(Dataset listing)

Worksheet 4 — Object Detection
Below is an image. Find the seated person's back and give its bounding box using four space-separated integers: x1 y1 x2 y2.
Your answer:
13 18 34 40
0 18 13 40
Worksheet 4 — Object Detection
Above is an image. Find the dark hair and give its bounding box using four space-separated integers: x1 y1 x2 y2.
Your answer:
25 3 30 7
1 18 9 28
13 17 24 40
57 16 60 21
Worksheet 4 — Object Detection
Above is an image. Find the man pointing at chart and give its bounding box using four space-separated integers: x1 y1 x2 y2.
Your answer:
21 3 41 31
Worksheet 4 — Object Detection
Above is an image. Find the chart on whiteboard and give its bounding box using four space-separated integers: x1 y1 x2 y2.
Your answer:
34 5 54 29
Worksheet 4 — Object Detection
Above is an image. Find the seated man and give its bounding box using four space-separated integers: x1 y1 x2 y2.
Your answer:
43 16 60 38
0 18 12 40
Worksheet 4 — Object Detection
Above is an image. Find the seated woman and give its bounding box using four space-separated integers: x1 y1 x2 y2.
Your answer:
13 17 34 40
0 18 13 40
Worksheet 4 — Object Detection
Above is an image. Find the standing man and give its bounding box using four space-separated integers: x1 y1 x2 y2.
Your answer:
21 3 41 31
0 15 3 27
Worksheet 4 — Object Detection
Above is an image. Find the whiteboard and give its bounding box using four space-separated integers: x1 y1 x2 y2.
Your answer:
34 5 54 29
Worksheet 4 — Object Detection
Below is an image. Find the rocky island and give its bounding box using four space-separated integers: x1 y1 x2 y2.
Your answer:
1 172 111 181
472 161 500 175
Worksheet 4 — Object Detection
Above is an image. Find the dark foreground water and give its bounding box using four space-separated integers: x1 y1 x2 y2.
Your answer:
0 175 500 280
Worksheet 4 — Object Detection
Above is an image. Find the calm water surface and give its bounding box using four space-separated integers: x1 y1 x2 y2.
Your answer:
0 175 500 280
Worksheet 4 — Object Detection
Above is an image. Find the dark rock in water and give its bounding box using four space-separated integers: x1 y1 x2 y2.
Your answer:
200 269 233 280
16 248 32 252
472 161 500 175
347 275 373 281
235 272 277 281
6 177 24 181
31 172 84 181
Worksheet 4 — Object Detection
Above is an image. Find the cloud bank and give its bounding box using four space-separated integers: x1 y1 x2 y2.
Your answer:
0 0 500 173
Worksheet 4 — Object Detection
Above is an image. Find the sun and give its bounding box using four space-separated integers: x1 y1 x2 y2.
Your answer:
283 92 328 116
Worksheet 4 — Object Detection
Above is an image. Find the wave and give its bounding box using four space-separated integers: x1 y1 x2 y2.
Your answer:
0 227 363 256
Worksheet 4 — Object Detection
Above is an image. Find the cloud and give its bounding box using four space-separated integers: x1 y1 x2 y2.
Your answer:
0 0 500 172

Objective:
List every line in the listing above that contains the word "whiteboard", matching case exactly.

Solution below:
Above is an image. Find the chart on whiteboard and give its bounding box using four space-separated integers: x1 y1 x2 y2.
Above is an image. Find the whiteboard and give its bounding box using four space-separated integers: x1 y1 x2 y2.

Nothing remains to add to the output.